═════ Article ═════

The infrared spectrum covers a range of wavelengths longer than the visible wavelengths but shorter than microwave wavelengths. Visible wavelengths are generally regarded as between 0.4 and 0.75 micrometers. The near infrared wavelengths extend from 0.75 micrometers to 10 micrometers. The far infrared wavelengths cover the range from approximately 10 micrometers to 1 millimeter. The function of infrared detectors is to respond to energy of a wavelength within some particular portion of the infrared region.
Heated objects dissipate thermal energy having characteristic wavelengths within the infrared spectrum. Different levels of thermal energy, corresponding to different sources of heat, are characterized by the emission of signals within different portions of the infrared frequency spectrum. No single detector is uniformly efficient over the entire infrared frequency spectrum. Thus, detectors are selected in accordance with their sensitivity in the range of interest to the designer. Similarly, electronic circuitry that receives and processes the signals from the infrared detector must also be selected in view of the intended detection function.
A variety of different types of infrared detectors have been proposed in the art since the first crude infrared detector was constructed in the early 1800's. Virtually all contemporary infrared detectors are solid state devices constructed of materials that respond to infrared frequency energy in one of several ways. Thermal detectors respond to infrared frequency energy by absorbing that energy causing an increase in temperature of the detecting material. The increased temperature in turn causes some other property of the material, such as resistivity, to change. By measuring this change the infrared radiation is measured.
Photo-type detectors (e.g., photoconductive and photovoltaic detectors) absorb the infrared frequency energy directly into the electronic structure of the material, inducing an electronic transition which, in turn, leads to either a change in the electrical conductivity (photoconductors) or to the generation of an output voltage across the terminals of the detector (photovoltaic detectors). The precise change that is effected is a function of various factors including the particular detector material selected, the doping density of that material and the detector area.

═════ Records provided ═════

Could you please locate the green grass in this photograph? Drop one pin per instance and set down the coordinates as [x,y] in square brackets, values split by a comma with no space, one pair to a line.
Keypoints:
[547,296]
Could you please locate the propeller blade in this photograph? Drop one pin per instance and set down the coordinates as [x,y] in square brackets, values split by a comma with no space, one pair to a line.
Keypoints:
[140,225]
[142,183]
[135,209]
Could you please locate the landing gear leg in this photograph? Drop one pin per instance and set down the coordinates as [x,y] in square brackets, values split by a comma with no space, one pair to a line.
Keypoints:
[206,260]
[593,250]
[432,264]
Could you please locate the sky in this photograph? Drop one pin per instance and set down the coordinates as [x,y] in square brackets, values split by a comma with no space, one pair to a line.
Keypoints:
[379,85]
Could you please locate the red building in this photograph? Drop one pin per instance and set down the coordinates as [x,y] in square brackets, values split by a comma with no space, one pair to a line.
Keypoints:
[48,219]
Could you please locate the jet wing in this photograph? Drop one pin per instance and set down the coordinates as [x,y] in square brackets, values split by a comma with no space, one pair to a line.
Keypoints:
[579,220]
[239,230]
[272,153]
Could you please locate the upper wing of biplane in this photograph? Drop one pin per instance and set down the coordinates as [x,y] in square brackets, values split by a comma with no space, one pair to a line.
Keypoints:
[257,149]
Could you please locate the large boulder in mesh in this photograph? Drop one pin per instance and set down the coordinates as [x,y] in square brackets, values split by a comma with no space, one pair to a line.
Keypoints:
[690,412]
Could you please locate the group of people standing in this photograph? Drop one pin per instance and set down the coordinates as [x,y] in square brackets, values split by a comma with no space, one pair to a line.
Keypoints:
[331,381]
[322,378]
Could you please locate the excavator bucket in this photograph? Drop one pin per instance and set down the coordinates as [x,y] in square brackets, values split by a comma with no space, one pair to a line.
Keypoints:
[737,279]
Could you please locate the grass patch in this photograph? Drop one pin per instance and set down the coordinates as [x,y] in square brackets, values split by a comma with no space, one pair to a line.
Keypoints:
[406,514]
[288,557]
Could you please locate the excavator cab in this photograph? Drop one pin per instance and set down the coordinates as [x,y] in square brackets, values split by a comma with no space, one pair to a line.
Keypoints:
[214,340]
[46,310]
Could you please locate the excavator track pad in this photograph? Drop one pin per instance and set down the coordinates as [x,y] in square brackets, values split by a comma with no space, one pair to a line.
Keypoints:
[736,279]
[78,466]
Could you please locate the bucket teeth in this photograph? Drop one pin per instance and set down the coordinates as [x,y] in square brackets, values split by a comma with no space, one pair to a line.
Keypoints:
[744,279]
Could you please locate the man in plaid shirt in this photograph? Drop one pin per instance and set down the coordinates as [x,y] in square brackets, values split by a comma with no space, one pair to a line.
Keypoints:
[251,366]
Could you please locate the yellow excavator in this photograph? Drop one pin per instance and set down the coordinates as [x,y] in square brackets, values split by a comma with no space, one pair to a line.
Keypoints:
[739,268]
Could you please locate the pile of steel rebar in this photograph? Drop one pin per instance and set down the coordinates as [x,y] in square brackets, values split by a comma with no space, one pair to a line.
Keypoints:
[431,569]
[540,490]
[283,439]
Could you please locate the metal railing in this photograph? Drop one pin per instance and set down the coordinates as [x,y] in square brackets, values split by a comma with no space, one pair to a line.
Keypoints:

═════

# Set of tasks:
1. Answer these questions from the infrared detector passage, each on its own line and marked as shown:
(a) What range of wavelengths is generally regarded as visible?
(b) When was the first crude infrared detector constructed?
(c) What do photovoltaic detectors generate across their terminals?
2. Continue the infrared detector passage from the end of its last sentence.
The records stand apart from the infrared detector passage.

# Results of the exercise:
1.
(a) Between 0.4 and 0.75 micrometers.
(b) In the early 1800's.
(c) An output voltage.

2.
By the late 1800's, infrared detectors had been developed that could detect the heat from an animal at one quarter of a mile. The introduction of a focusing lenses constructed of materials transparent to infrared frequency energy, as well as advances in semiconductor materials and highly sensitive electronic circuity have advanced the performance of contemporary infrared detectors close to the ideal photon limit.
Current infrared detection systems incorporate arrays of large numbers of discrete, highly sensitive detector elements the outputs of which are connected to sophisticated processing circuity. By rapidly analyzing the pattern and sequence of detector element excitations, the processing circuitry can identify and monitor sources of infrared radiation. Though the theoretical performance of such systems is satisfactory for many applications, it is difficult to actually construct structures that mate a million or more detector elements and associated circuitry in a reliable and practical manner. Consequently, practical applications for contemporary infrared detection systems have necessitated that further advances be made in areas such as miniaturization of the detector array and accompanying circuitry, minimization of noise intermixed with the electrical signal generated by the detector elements, and improvements in the reliability and economical production of the detector array and accompanying circuitry.
A contemporary subarray of detectors may, for example, contain 256 detectors on a side, or a total off 65,536 detectors, the size of each square detector being approximately 0.0035 inches on a side with 0.0005 inches spacing between detectors. The total width of such a subarray would therefore be 1.024 inches on a side. Thus, interconnection of such a subarray to processing circuitry requires a connective module with sufficient circuitry to connect each of the 65,536 detectors to processing circuitry within a square a little more than one inch on a side. The subarrays may, in turn, be joined to form an array that includes 25 million detectors or more. Considerable difficulties are presented in aligning the detector elements with conductors on the connecting module and in isolating adjacent conductors in such a dense environment.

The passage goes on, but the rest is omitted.